■ Text:
◇ ◇ ◇
I was very aware this last weekend that Eden's four month birthday was passing... that the days that numbered her all too short life were once again upon me.
I thought about what she'd likely be doing. She'd be moving on to pureed food and probably sitting up... if she followed after her siblings, she'd likely be sleeping for nice long stretches...
I wanted to write, just to remeber her. In the absence of holding her in my arms, I wanted to hold her in my thoughts and words...but the fact is, I was to busy to sit and formulate a post. Life continues to go on, the world continues to rotate and quiet moments get swallowed up.
I thought about Eden a lot. I missed her terribly. My heart did not break from the grief but she will be a missing piece of me until I stand before the Lord and he places her tiny hand in mine.
I have had the unique opportunity to become friends with another mother who found out shortly after I found out about Eden's anencephaly, that her sweet baby would also die shortly after his birth. It is a strange relationship in that we are in different countries and have never even heard each other's voices, yet we are eternally connected by this shared journey...
I wrote to her tonight and thought that these were the things I'd like to share here as well...
◇ ◇ ◇
■ Collection entries:
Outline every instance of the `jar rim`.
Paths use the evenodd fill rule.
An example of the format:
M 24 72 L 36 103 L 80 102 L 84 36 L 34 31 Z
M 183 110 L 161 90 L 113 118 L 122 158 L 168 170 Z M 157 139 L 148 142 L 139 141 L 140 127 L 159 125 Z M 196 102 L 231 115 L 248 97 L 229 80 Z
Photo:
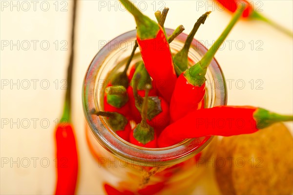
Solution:
M 173 29 L 166 29 L 167 35 L 170 35 L 173 31 Z M 188 35 L 181 33 L 176 37 L 176 40 L 184 42 L 187 36 Z M 108 56 L 108 54 L 115 49 L 115 48 L 112 47 L 111 48 L 111 47 L 109 47 L 108 46 L 125 40 L 134 41 L 136 37 L 136 30 L 127 32 L 117 37 L 105 45 L 91 62 L 85 74 L 82 92 L 84 112 L 88 126 L 90 128 L 97 141 L 104 148 L 125 160 L 131 160 L 132 162 L 139 163 L 140 165 L 144 163 L 144 166 L 154 166 L 154 163 L 158 161 L 163 162 L 164 165 L 172 164 L 174 161 L 183 161 L 187 158 L 189 158 L 190 155 L 195 155 L 205 148 L 211 141 L 213 136 L 201 138 L 201 144 L 200 145 L 198 145 L 198 138 L 193 138 L 186 139 L 178 144 L 167 148 L 141 147 L 135 146 L 120 138 L 113 131 L 107 129 L 100 117 L 90 113 L 91 110 L 93 108 L 97 109 L 98 106 L 95 102 L 94 96 L 96 80 L 100 66 L 101 63 Z M 190 47 L 196 48 L 196 51 L 202 55 L 208 50 L 204 45 L 195 39 L 192 41 Z M 223 81 L 223 88 L 215 88 L 215 99 L 212 106 L 226 105 L 227 95 L 225 77 L 219 64 L 214 58 L 208 68 L 213 75 L 213 79 L 217 81 L 222 80 Z M 102 125 L 99 126 L 98 124 Z

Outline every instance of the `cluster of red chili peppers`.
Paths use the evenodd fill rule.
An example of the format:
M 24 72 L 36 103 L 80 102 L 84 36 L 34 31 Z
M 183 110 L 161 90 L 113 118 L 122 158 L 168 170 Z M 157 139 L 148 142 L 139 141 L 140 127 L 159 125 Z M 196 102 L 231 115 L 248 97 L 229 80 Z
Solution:
M 186 138 L 251 133 L 276 122 L 293 120 L 292 116 L 252 107 L 204 108 L 209 65 L 234 25 L 248 12 L 245 6 L 240 4 L 230 9 L 235 13 L 226 29 L 202 59 L 188 68 L 191 41 L 210 12 L 198 19 L 181 50 L 174 55 L 169 43 L 184 28 L 179 26 L 171 36 L 167 37 L 164 23 L 168 9 L 156 12 L 156 22 L 128 0 L 121 1 L 135 19 L 137 42 L 125 69 L 113 75 L 105 88 L 105 111 L 92 111 L 93 114 L 107 117 L 110 127 L 121 137 L 141 147 L 166 147 Z M 127 71 L 139 46 L 143 61 Z M 242 125 L 237 117 L 242 120 Z M 221 125 L 206 122 L 220 119 Z

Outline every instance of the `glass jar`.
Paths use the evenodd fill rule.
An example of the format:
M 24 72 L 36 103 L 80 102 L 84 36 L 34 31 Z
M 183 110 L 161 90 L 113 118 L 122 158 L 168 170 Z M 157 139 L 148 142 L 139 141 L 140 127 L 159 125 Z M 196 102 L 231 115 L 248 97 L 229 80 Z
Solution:
M 168 35 L 172 32 L 166 29 Z M 124 194 L 190 194 L 204 170 L 202 168 L 206 167 L 203 162 L 209 160 L 214 151 L 216 138 L 188 139 L 164 148 L 140 147 L 119 137 L 111 130 L 105 117 L 90 113 L 93 108 L 104 111 L 104 90 L 109 75 L 124 69 L 136 36 L 136 30 L 133 30 L 109 42 L 94 57 L 86 72 L 83 103 L 89 148 L 97 166 L 105 172 L 103 185 L 107 190 L 113 187 Z M 172 53 L 181 49 L 187 37 L 186 34 L 181 33 L 170 43 Z M 204 45 L 193 40 L 188 54 L 190 65 L 199 61 L 207 51 Z M 137 49 L 131 65 L 140 60 L 139 50 Z M 206 77 L 205 108 L 226 105 L 226 83 L 215 59 Z

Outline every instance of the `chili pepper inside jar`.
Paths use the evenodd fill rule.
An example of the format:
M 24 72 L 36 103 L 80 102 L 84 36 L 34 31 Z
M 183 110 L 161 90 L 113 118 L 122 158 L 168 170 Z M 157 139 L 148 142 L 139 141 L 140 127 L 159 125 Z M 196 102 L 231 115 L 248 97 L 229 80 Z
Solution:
◇ ◇ ◇
■ Study questions:
A – Answer these questions about the post on Eden, one line each:
(i) Which of Eden's birthdays passed this last weekend?
(ii) What kind of food does the writer picture Eden moving on to?
(iii) What condition did the writer find out Eden had?
B – Carry on the post about Eden, picking up after its final sentence.

■ Responses to the tasks:
A –
(i) Her four-month birthday.
(ii) Pureed food.
(iii) Anencephaly.

B –
We are truly blessed, you and I. It sounds crazy, I know. But I do not feel cursed for what I had with my Eden. I feel blessed for the experience...not a blessing I'd ever hope for again, mind you...but blessed all the same.
This Sunday God brought James 1:2-4 to me. I hear James 1:2 all the time, but the latter verses spoke to me even more.
"2 Dear brothers and sisters,[a] when troubles come your way, consider it an opportunity for great joy. 3 For you know that when your faith is tested, your endurance has a chance to grow. 4 So let it grow, for when your endurance is fully developed, you will be perfect and complete, needing nothing."
I feel like a totally renewed creature. I know I haven't reached perfection yet but I stand on an assurance and faith I hadn't ever imagined attainable by me, now.
I have a confidence in who I am in God now, that I never knew before. I know I am not nearly where He desires me to end up...but I am very certain that I *am* on the path He has paved for me... and there is a blessing in that that overwhelms me.
3 comments:
i never know what to really say when you post blogs about Eden, but i always find myself very moved by the words that you decide to share with us.
i love you very much, thanks for sharing. (:
The dream I had about her this weekend was so real.
I would love to email with you sometime if possible. I suffered a similar situation and after four years it still tears at my soul and heart. I had twin boys and at 26 weeks one was diagnosed with trisomy 13 and they said he would not live long. We only had him an hour. It helps me reading how you coped but sometimes it is so so hard!!! I'm lucky because the other little boy was healthy and I know so many aren't that fortunate. Thank you for writing this blog.